-------- Data
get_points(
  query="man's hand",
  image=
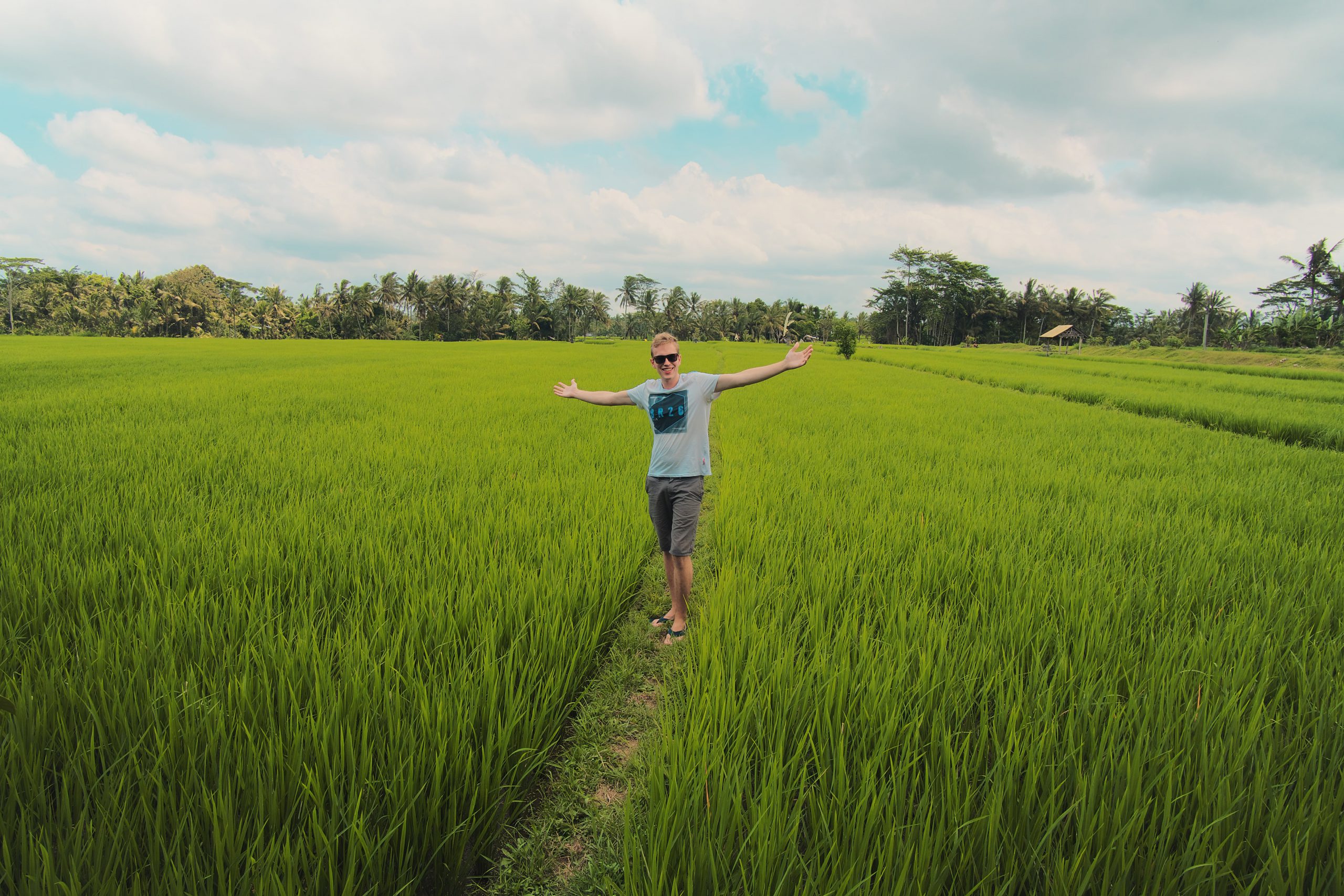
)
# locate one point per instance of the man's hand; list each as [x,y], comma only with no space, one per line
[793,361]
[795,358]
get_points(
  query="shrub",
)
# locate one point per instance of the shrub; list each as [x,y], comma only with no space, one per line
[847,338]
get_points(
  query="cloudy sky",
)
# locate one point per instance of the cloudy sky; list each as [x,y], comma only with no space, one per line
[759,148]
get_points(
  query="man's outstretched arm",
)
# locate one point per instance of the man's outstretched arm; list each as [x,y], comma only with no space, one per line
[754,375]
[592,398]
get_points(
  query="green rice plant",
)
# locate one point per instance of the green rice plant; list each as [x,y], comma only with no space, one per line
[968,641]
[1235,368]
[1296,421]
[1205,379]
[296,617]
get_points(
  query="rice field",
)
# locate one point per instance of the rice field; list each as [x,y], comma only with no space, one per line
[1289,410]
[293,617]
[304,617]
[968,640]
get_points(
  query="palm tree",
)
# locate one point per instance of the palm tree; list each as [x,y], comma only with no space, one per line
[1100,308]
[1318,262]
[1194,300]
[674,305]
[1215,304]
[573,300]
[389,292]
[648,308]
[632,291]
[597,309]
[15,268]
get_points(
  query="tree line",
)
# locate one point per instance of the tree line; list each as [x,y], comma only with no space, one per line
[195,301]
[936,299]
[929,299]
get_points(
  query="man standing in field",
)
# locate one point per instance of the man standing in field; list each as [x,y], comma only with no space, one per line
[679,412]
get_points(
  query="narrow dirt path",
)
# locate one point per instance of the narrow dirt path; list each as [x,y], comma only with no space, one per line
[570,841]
----------------
Task prompt: Return every line of the records exactly as given, pictures excluded.

Solution to the problem:
get_points(
  query="man's hand",
  image=
)
# locate one point per instance of the man's hand; list each as [x,y], comma only with no space, one per line
[793,361]
[795,358]
get_points(
  query="shrub",
)
# locate one point per instance of the shrub; list each as [x,y], comma only with no space, one per line
[847,338]
get_points(
  query="cloudy sky",
)
# locate one point per instance of the cloudy sky; list each as [x,y], comma only with no space, one per line
[759,148]
get_points(
  query="man's outstretched arm",
)
# locate one point per instance of the man's outstretched arm; list each as [x,y], comma only with no space, one per line
[754,375]
[592,398]
get_points(
  query="green rice plant",
)
# locate one point per instance of the green rice plant; list each as [x,y], comma only with no space, one per line
[968,641]
[1235,368]
[1296,421]
[1205,379]
[296,617]
get_points(
  query="rice field",
)
# locate one point per instance of the rice field; list each as [x,y], comma only with no space, one per line
[1289,410]
[293,617]
[304,617]
[968,640]
get_points(
  query="palm tree",
)
# locate one point per instance of the palm tree; list each as [x,y], comma only with no space, one per line
[1100,308]
[1318,262]
[1194,300]
[674,305]
[1215,304]
[573,300]
[389,292]
[648,308]
[632,291]
[597,309]
[15,268]
get_points(
  query="tree line",
)
# locate one point per instance of the tree line; list each as [x,y], comma only with no space, one per line
[195,301]
[936,299]
[929,299]
get_points(
  query="man standing in field",
)
# locate one point per instance of the man standing in field; list each as [x,y], comma only with no space, one per line
[679,412]
get_points(
  query="narrow dirt path",
)
# locate one point per instance of the narrow dirt path; list each as [x,y], comma only with no space, one per line
[570,841]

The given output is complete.